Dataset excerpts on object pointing
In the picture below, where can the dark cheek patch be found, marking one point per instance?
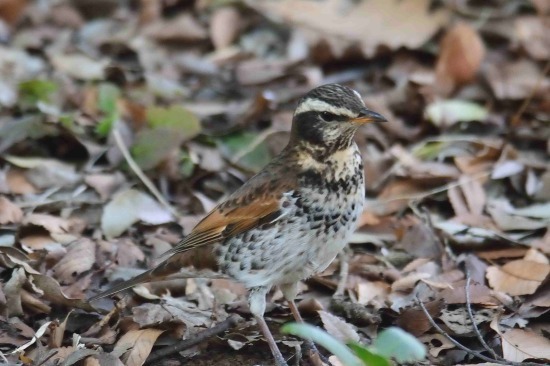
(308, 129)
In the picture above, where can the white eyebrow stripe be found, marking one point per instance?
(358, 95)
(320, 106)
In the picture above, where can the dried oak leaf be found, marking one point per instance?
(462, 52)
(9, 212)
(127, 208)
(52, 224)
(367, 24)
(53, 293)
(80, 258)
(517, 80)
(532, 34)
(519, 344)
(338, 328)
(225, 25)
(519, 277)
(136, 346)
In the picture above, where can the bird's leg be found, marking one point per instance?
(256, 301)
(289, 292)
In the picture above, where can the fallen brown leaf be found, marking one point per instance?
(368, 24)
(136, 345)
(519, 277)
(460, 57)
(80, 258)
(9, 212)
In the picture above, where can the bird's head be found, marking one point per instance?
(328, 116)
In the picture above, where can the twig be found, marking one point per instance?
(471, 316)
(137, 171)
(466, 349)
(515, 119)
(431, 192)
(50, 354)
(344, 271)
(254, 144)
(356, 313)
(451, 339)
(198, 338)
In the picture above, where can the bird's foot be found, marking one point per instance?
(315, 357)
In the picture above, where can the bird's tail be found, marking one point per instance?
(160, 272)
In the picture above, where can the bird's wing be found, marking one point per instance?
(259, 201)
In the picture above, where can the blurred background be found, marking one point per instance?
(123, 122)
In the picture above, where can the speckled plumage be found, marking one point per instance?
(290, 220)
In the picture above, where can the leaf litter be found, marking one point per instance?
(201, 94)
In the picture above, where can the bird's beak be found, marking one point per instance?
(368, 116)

### Written problem
Rewrite the entries from the line containing "In the picture above, where can the bird's beak" through the end of the entries, requests included. Add 19 to every coordinate in the answers.

### The solution
In the picture above, where can the bird's beak be found, marking one point per instance?
(387, 135)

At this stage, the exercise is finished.